▸ 给定文本:
游識猷
許多人認為,女性與男性相比,在科研研究方面并不占優勢。因此,高級科研人才及科學家絕大多數都是男性。事實真的如此嗎
相當一部分人認為,理工科研界幾乎一直是男性的天下,雖然綠葉中也間或有一星半點紅花,但就絕對數量而言,實在不成氣候。諾貝爾獎獲獎人中男女比例也是相差懸殊,更不必說從未有女性獲得“數學諾貝爾”菲爾茨獎,許多人就基于此認為:相比男性,女性在科研上存在著某些先天劣勢。
公開表達這種觀點的人不在少數,最著名者莫過于哈佛大學前校長薩默斯(Lawrence Summers),05年時他宣稱女性在學術界頂峰位置寥寥無幾的原因是先天的智商差異,這番言論引起軒然大波,薩默斯不得不引咎辭職。

▸ 所给条目:

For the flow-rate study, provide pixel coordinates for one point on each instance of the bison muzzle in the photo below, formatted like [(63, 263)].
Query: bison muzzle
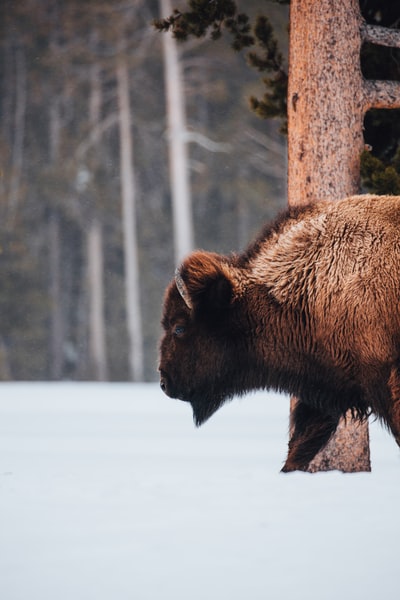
[(311, 308)]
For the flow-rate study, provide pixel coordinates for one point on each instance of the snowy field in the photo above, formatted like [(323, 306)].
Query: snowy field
[(108, 492)]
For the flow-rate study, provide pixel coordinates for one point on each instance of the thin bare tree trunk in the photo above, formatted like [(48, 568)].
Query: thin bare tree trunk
[(177, 145), (19, 130), (132, 279), (97, 330), (97, 345), (57, 317)]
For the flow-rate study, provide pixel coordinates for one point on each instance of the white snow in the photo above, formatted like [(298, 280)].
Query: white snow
[(108, 492)]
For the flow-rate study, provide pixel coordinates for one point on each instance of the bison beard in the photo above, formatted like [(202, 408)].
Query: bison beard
[(311, 308)]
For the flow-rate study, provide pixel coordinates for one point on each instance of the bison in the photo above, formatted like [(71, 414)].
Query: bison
[(310, 308)]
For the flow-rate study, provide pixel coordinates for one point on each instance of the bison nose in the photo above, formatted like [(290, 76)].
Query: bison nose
[(164, 382)]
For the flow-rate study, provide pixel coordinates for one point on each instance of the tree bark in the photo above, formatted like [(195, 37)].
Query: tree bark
[(19, 130), (326, 106), (97, 330), (177, 144), (97, 336), (132, 280)]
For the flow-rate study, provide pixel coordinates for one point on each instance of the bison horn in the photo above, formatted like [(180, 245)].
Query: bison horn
[(182, 289)]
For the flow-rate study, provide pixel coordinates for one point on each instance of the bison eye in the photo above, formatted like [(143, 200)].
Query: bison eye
[(179, 330)]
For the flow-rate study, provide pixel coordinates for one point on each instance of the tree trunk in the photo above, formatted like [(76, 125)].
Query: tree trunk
[(177, 144), (95, 270), (19, 130), (325, 123), (57, 316), (132, 281), (97, 345)]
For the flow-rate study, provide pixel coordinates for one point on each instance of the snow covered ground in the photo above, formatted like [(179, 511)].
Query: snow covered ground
[(108, 492)]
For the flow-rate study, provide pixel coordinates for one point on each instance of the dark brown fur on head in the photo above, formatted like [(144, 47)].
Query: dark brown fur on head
[(311, 308)]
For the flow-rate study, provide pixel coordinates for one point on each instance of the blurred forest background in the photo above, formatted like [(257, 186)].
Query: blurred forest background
[(86, 223), (62, 246)]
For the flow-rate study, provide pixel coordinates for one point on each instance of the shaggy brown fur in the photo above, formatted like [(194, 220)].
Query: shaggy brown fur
[(311, 308)]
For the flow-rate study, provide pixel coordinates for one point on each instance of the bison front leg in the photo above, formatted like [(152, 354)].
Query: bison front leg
[(392, 416), (311, 431)]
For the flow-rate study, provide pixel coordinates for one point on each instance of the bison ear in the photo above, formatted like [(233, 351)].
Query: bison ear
[(204, 283)]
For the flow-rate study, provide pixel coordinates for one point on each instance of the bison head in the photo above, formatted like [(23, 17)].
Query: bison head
[(200, 353)]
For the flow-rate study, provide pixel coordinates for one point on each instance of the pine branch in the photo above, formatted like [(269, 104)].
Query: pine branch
[(382, 36), (381, 94)]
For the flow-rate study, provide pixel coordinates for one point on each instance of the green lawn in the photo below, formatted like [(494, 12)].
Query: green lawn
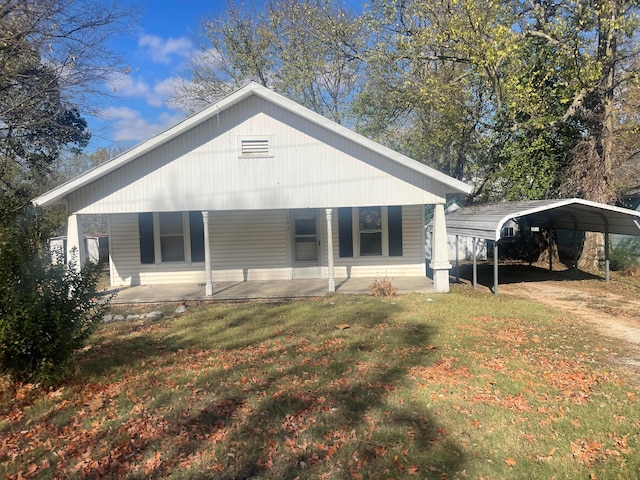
[(463, 385)]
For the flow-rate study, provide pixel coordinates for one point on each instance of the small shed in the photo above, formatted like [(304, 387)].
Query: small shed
[(487, 222)]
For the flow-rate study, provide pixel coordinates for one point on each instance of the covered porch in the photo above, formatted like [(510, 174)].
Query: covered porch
[(260, 290)]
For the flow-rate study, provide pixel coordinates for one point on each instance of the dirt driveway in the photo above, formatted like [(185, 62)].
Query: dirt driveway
[(613, 308)]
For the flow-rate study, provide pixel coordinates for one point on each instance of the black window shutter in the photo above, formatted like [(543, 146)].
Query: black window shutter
[(345, 232), (196, 233), (145, 229), (395, 231)]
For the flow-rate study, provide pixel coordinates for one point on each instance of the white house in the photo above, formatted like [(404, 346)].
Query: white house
[(257, 187)]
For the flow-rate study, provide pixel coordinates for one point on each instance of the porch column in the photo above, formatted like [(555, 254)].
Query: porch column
[(75, 242), (332, 280), (208, 289), (439, 255)]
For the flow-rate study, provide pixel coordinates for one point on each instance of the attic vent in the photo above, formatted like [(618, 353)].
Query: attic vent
[(256, 147)]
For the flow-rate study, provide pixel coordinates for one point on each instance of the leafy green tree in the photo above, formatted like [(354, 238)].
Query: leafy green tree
[(538, 82), (47, 311), (51, 55)]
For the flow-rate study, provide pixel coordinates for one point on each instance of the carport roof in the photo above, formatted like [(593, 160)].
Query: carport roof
[(486, 221)]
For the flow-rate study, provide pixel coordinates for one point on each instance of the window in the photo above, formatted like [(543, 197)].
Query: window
[(147, 246), (255, 146), (370, 231), (171, 237)]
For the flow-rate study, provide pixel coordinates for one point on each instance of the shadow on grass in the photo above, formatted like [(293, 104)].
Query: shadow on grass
[(275, 391), (520, 273)]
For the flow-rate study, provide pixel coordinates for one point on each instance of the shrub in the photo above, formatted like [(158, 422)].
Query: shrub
[(46, 313), (383, 288)]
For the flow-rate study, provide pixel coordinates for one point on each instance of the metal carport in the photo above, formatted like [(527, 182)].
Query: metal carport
[(486, 222)]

▸ 任务目标:
**1.** 请重写条目中从含有“like [(543, 146)].”的那一行到含有“[(75, 242), (332, 280), (208, 289), (439, 255)]”的那一行（首尾两行均包括在内），把其中的“white house”替换为“farmhouse”，其余内容一律不变。
**2.** 请从这篇谈女性与科研的文章停下的地方接着往下续写。
上述条目与这篇谈女性与科研的文章没有任何关联。

▸ 按序答案:
**1.**
For the flow-rate study, provide pixel coordinates for one point on each instance of the black window shutter in the photo above, formatted like [(543, 146)].
Query: black window shutter
[(345, 232), (196, 233), (145, 229), (395, 231)]
For the flow-rate study, provide pixel coordinates for one point on each instance of the farmhouse in the photo above, formatted like [(404, 346)].
Query: farmhouse
[(257, 187)]
For the flow-rate study, provide pixel coordinates for one point on each instance of the porch column in the photo above, formatted like [(555, 254)].
Query: porch column
[(75, 242), (332, 280), (208, 289), (439, 255)]

**2.**
然而暗地為薩默斯抱屈者為數不少——畢竟,倘若宣稱“男性比女性體力更佳”,即使最極端的女權主義者可能也會默認;但一提到“男性比女性智商更佳”,通常就被視為性別歧視者遭到痛批。這種“差別待遇”歸根結底,還是因為體力和智力的度量方式不同——體力差異可以通過測量力量或速度得出結論,而“智商”如何測試,卻始終是個具有爭議的問題。
智商測試:天才是怎樣測量的?
有一種說法說是大腦大小與智商有關,持此觀念者在發現男性大腦平均比女性重約100克時必定如獲至寶。愛因斯坦的大腦就只有1230克,低于成年男性的平均值1400克,可是十九世紀德國數學天才高斯的大腦也被驗尸者稱過,據說重1492克,大大超出了平均水平。
人的智力究竟該如何標定量化?最廣泛應用的方法當然是智商測試。不過,做完考卷后的卷面原始分數并不是智商數值,還需要根據原始分數的統計分布再進行換算。一般把特定年齡段內,考到接受智商測試者的平均分數的人智商定為100,每相距一個標準差則智商變化15點。從整個人群來看,95%的人智商會落在正負兩個標準差的范圍內,也就是70-130之間(圖片來自wiki),99.9%的人智商落在正負三個標準差的范圍內,也就是55-145之間。一般智商超過130可算超群,而超過145即是準天才。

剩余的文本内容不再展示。